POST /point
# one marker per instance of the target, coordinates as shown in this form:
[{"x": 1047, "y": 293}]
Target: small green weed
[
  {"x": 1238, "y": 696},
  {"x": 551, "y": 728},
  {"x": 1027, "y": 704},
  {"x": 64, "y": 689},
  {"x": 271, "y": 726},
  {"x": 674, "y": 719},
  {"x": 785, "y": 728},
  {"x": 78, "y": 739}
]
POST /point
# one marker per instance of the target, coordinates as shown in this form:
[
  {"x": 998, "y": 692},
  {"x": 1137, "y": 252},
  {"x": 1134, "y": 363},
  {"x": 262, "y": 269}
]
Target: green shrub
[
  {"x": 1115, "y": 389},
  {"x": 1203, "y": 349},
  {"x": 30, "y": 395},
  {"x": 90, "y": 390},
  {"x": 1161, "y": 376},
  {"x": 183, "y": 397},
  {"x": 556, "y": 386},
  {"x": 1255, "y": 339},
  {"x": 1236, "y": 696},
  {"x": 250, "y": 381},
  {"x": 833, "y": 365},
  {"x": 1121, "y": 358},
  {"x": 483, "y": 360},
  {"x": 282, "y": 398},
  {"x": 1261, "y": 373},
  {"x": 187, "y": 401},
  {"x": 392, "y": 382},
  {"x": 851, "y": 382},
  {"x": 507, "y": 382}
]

# [Given task]
Switch every "marker" in the records above to "point" and leave all other text unchanged.

# [Response]
POST /point
# one point per instance of the target, coordinates as shown in this form:
[{"x": 1047, "y": 293}]
Target: small green weed
[
  {"x": 1238, "y": 696},
  {"x": 551, "y": 728},
  {"x": 1027, "y": 704},
  {"x": 64, "y": 689},
  {"x": 271, "y": 726},
  {"x": 674, "y": 719},
  {"x": 785, "y": 728},
  {"x": 78, "y": 739}
]
POST /point
# one point per instance of the target, coordinates as shown in this form:
[
  {"x": 998, "y": 692},
  {"x": 1137, "y": 252},
  {"x": 1134, "y": 363},
  {"x": 262, "y": 269}
]
Target: green shrub
[
  {"x": 1115, "y": 389},
  {"x": 1203, "y": 349},
  {"x": 30, "y": 395},
  {"x": 90, "y": 390},
  {"x": 1161, "y": 376},
  {"x": 183, "y": 397},
  {"x": 556, "y": 386},
  {"x": 1255, "y": 339},
  {"x": 1236, "y": 696},
  {"x": 250, "y": 381},
  {"x": 833, "y": 365},
  {"x": 1121, "y": 358},
  {"x": 483, "y": 360},
  {"x": 282, "y": 398},
  {"x": 1261, "y": 373},
  {"x": 187, "y": 401},
  {"x": 392, "y": 382},
  {"x": 851, "y": 382},
  {"x": 507, "y": 382}
]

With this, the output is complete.